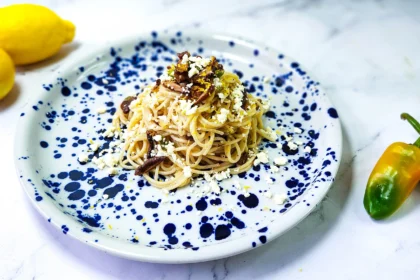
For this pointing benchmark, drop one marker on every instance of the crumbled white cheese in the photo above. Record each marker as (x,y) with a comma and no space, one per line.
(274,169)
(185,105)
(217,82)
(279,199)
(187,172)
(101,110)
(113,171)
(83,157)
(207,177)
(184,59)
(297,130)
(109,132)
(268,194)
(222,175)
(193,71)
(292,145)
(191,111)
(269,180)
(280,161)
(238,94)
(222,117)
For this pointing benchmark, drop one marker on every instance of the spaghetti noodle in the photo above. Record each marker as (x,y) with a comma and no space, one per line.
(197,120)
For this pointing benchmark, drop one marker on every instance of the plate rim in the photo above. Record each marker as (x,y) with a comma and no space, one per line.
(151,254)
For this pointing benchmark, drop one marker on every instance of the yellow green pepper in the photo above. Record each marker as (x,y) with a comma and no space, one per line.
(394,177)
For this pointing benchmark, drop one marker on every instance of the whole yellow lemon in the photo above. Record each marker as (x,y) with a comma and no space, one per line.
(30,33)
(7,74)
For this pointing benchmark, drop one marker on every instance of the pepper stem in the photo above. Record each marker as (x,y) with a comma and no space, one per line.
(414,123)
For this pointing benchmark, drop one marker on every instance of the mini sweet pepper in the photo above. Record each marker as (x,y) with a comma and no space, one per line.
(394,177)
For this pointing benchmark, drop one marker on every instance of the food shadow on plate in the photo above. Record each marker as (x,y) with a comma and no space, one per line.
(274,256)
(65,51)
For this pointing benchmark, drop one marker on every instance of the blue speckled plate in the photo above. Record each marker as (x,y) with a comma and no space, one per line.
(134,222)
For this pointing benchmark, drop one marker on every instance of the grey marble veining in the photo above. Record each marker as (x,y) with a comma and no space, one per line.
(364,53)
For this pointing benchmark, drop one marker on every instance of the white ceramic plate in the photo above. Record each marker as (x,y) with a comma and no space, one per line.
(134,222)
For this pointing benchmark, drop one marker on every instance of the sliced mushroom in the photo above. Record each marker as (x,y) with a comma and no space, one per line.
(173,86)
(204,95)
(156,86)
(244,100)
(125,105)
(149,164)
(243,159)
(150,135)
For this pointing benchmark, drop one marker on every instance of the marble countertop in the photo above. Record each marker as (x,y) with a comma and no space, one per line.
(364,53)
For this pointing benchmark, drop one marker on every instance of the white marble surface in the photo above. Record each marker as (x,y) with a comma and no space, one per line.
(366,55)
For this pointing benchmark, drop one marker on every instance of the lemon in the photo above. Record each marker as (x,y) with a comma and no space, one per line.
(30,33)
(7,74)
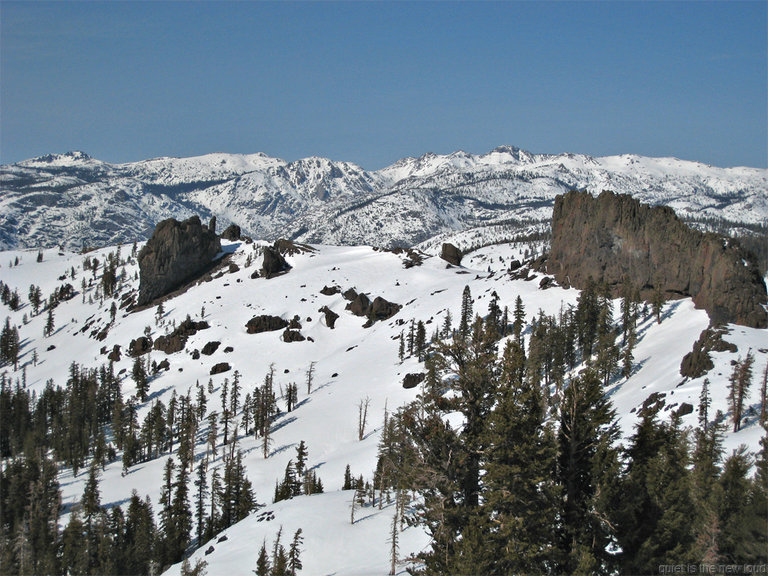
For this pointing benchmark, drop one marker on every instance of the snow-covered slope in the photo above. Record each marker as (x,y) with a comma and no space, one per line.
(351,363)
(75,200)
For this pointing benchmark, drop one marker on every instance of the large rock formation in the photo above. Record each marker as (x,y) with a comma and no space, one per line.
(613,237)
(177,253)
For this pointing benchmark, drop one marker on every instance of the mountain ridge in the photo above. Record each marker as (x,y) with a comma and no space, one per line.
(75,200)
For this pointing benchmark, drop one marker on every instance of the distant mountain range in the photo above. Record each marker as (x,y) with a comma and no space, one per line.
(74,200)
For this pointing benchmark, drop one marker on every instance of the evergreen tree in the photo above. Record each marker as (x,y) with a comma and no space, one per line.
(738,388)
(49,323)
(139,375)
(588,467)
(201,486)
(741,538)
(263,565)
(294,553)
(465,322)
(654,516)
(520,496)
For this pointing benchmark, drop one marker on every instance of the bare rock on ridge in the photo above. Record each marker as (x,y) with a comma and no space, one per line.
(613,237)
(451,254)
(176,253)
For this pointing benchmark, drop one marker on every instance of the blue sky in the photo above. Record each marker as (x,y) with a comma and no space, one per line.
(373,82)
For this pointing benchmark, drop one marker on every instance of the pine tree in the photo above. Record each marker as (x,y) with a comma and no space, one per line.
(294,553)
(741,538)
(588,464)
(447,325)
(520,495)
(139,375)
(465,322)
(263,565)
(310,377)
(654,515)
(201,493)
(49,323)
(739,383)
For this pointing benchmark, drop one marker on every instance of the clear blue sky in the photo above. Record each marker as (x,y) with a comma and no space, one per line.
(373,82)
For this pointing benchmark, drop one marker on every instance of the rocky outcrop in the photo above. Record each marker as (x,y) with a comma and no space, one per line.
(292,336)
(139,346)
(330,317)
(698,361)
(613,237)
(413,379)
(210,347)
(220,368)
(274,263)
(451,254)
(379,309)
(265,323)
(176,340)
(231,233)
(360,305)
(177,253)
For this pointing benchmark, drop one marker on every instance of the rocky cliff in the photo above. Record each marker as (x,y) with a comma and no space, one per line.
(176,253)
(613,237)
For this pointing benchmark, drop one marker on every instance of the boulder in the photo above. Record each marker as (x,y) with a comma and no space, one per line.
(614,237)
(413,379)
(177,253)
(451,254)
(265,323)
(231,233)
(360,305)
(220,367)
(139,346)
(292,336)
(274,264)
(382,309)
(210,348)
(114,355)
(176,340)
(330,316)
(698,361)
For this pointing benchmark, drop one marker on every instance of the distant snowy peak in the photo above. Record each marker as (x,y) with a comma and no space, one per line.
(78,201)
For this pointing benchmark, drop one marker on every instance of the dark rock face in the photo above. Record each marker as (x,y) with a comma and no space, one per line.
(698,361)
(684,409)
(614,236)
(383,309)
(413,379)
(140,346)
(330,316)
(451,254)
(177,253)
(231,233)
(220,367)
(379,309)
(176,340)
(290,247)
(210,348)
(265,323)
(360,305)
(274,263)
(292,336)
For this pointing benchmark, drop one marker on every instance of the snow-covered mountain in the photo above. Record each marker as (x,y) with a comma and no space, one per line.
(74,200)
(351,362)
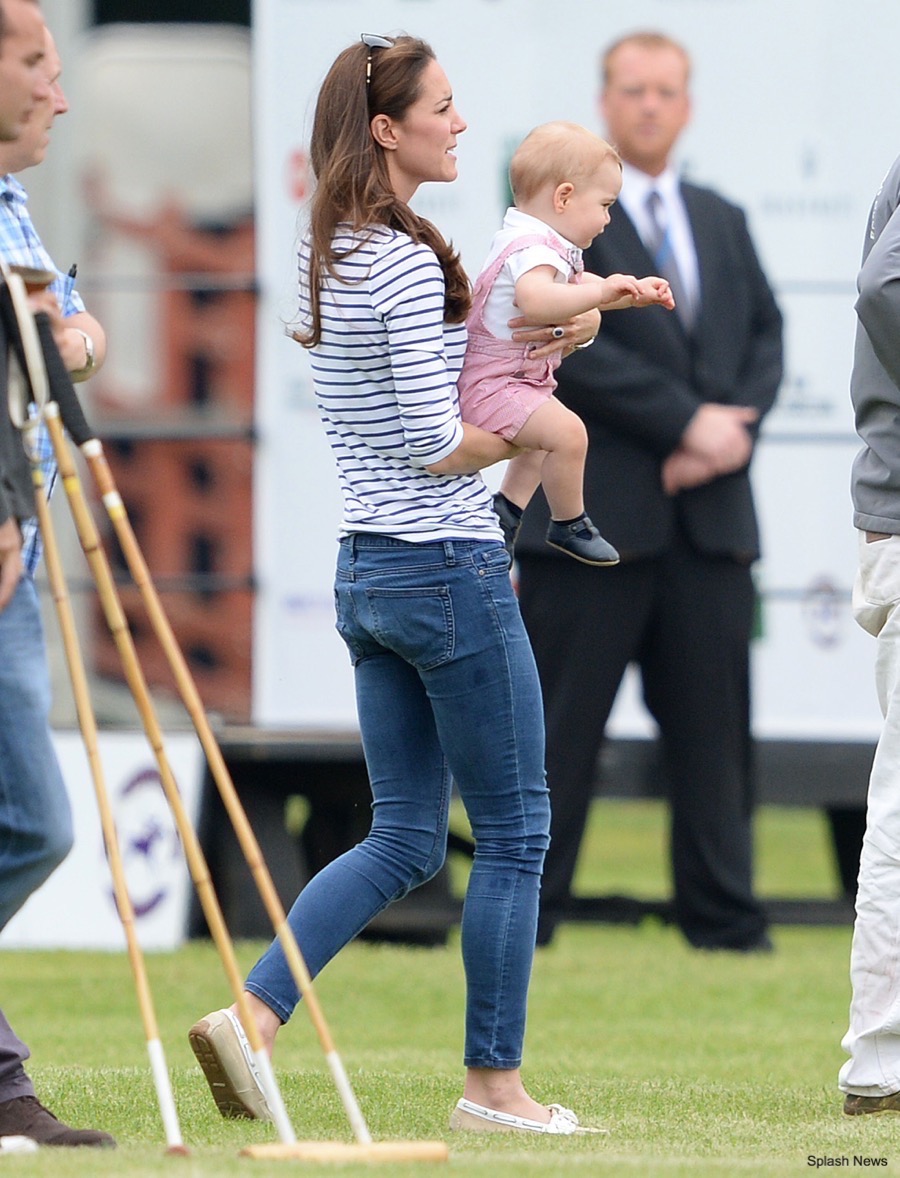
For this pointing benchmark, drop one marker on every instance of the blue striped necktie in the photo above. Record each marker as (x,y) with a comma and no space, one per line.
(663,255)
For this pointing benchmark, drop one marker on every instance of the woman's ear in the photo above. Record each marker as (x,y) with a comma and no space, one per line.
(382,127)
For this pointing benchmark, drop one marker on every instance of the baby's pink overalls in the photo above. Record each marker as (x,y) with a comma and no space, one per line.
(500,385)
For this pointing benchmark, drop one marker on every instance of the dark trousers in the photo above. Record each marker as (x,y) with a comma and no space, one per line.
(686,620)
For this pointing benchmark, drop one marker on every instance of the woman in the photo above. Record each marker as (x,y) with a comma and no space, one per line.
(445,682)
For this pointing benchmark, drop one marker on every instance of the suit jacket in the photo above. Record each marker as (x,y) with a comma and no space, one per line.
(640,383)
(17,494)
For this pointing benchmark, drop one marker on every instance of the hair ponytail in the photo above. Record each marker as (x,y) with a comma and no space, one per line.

**WHAT THE TASK ASKS**
Copy out all the entries exactly. Images stay out of the copy.

**THE COMPLETED TASK**
For this pointing benchmark, drop one marker on every instance of the crumbled white cheese in the photo above. Record each marker as (x,y) with a comma and no space, one per line.
(274,169)
(185,105)
(217,82)
(279,199)
(187,172)
(101,110)
(113,171)
(83,157)
(207,177)
(184,59)
(297,130)
(109,132)
(268,194)
(222,175)
(193,71)
(292,145)
(191,111)
(269,180)
(280,161)
(238,94)
(222,117)
For this pointing benchmark, drop one marker on every instance of the spaghetti noodle in the photo above. Record each marker as (x,y) with a comma and no space, one per line.
(197,120)
For this pointing benchmark, drop one marker on every instance of the plate rim in the photo above. Record each marker as (x,y) with a comma and no space, one per line.
(151,254)
For this pointing benchmark, drop one marker on every instance of the yellow green pepper in the photo above. Record each marker as (x,y) with a comma and no space, one per line.
(394,177)
For this pointing benchmark, drop one marker on every instance of the whole yellow lemon in the photo above. Record each marker as (x,y) with a comma and no space, one per line.
(30,33)
(7,74)
For this pointing benchmark, drop one marker on every instance of the pepper stem in the photo above. Record each marker as (x,y) with a comma and no space, one per line.
(414,123)
For this pointing benchmark, drop one marker on every instance of the mini sweet pepper in the photo above. Record each marker as (x,y) with a comma and no space, one per line.
(394,177)
For this pointing benchmark, drop one marker on every instance of the food shadow on plate in the photo above. Record each marker as (x,y) with a comma and no space, one per line.
(274,256)
(65,51)
For this pointing benchmark, drop one marker on every instance of the blue speckled plate in the photo above. Record each marker as (x,y) with a comma and no space, one per line.
(134,222)
For this pointing benchmark, drop one marker on every instance of the grey marble veining in the photo above. Record each marker as (x,y) with a comma and no space, one per line.
(364,53)
For this pointing benchmark, drop one marker on every instance of the white ceramic plate in the photo above. Record each marker as (x,y) with a comma and no space, one per line.
(134,222)
For this pointing benchmark, drop one marker on every instance of the sliced mushroom in the photo above. Record each marker as (x,y) with a comma and no space, one per line.
(173,86)
(204,95)
(156,86)
(244,100)
(125,105)
(149,164)
(243,159)
(150,135)
For this pointing benchmark, drop one marker on every instance of the marble countertop in the photo above. Record each marker as (x,y) with a comma and no space, one per line.
(364,53)
For this pointing benchmark, drop one marker on every instance of the white marble surface in the photo above. Record each marker as (x,y) with a comma and no space, one per line.
(366,55)
For this pointing benchmark, drop one marker on every instance of the lemon in the photo above. Record each marker as (x,y) with a comma and no space, one per line.
(30,33)
(7,74)
For this pointing benchmark, drop one marker on every instance of the snow-covered slope in the photo above. Record each marker as (x,y) with a comma and no space, one per line.
(351,363)
(75,200)
For this pointing benchmark, drop one marker on every instance of the large rock formation in the photo above. Record each marker as (x,y) with a comma and no space, one per line.
(613,237)
(177,253)
For this pointing benchmark, drop one marker on every instance of the mountain ridge in the photo above. Record each marker as (x,y) with a comma and no space, one per line.
(75,200)
For this pointing benchmark, drop one marker on every instance of the distant mountain range in the photo above. Record each marker as (x,y) with a comma and no space, one per line.
(74,200)
For this pointing benchmark, drop one marker on every instance of the evergreen tree in the photo above. Record each marker as (x,y) with a comma and no space, one per line.
(738,388)
(49,323)
(139,375)
(588,467)
(201,486)
(741,538)
(263,565)
(294,553)
(465,322)
(654,516)
(520,496)
For this pointing benchmark, drop one marker on every instance of the bare rock on ridge in the photo above. Record each marker as (x,y) with a comma and no space, one per line.
(613,237)
(451,254)
(176,253)
For this pointing benchmark, drop one marker on every instance of the blue sky in the photo above. Record each marker as (x,y) with a comma and no space, one per line.
(373,82)
For this pointing benchmark, drop one marker on every instance of the pine tree in the photo above. Record each marker as (x,y) with a comma and no space, one per line.
(294,553)
(741,538)
(588,464)
(447,325)
(520,495)
(139,375)
(465,322)
(263,565)
(310,377)
(654,515)
(201,493)
(49,323)
(739,383)
For this pointing benchmark, drop one marker on every instance of the clear blue sky in the photo above. Record each marker as (x,y) with a comma and no space, one per line.
(373,82)
For this pointing benchmark, drop one marker on every instance of the rocky outcrop in the photo above. Record each marker as (x,y) with a comma and no space, one per line.
(292,336)
(139,346)
(330,317)
(698,361)
(613,237)
(413,379)
(210,347)
(220,368)
(274,263)
(451,254)
(379,309)
(265,323)
(176,340)
(231,233)
(360,305)
(177,253)
For this pointing benchmark, drop one marker on every instance of the rocky cliff in the photo above. Record each marker as (x,y) with a comma and no space, one per line.
(176,253)
(613,237)
For this pointing benchmark, drop one marker on every instance of the boulder in the photo above. Record each marker as (x,y) with a comma and no space, one per line.
(614,237)
(413,379)
(177,253)
(451,254)
(265,323)
(231,233)
(360,305)
(220,367)
(139,346)
(292,336)
(274,264)
(382,309)
(210,348)
(114,355)
(176,340)
(330,316)
(698,361)
For this pointing benchmark, drop one marker on every instance of the distant snowy peak in the photo above. Record each marker as (x,y) with a comma and no space, one per line.
(78,201)
For this pointing benchmark, drop one marker on every instance of the dark rock face in the photo above. Record each marker as (x,y) with a comma and no space, one per line.
(698,361)
(684,409)
(614,236)
(383,309)
(413,379)
(140,346)
(330,316)
(451,254)
(177,253)
(231,233)
(220,367)
(379,309)
(176,340)
(290,247)
(210,348)
(265,323)
(360,305)
(274,263)
(292,336)
For this pointing benchmark, drop one marker on every instance of the snow-covered mountain in the photo above. Record each marker as (x,y) with a comma and no space, one per line.
(74,200)
(351,362)
For this pointing benchmark, drop one marker on every instance of the blue striped necktie in the photo above. Record each marker as (x,y) with a comma and no space, one per line.
(663,255)
For this pointing benchmark, drop one marker on every instance of the woman's ear in the photo above. Record each marker as (x,y) with a comma and no space, one per line.
(382,127)
For this pointing benchmark, drop one marker on every instance of the baby's pink overalls in the photo above. Record each marker as (x,y) with a comma and no space, one per line.
(500,385)
For this pointing benchmark, drop one marker on every instance of the dark trousers in the photo above. Record each marker as (x,y) with a comma and no space, one per line.
(686,620)
For this pointing benchmark, drop one marker on every instance of the woman in the photo above. Record each marker as (x,y) with a comma and no space, one per line.
(445,682)
For this pointing benchmark, drop one marker on every instance of the suit jacket in the photo above. Record each marker as (x,y) with a comma and no space, one per line.
(640,383)
(17,494)
For this pointing benchmark, drop one marker on every instance of the hair ponytail in the photo above. Record each marker as (x,y) with a comma and no space, one per line.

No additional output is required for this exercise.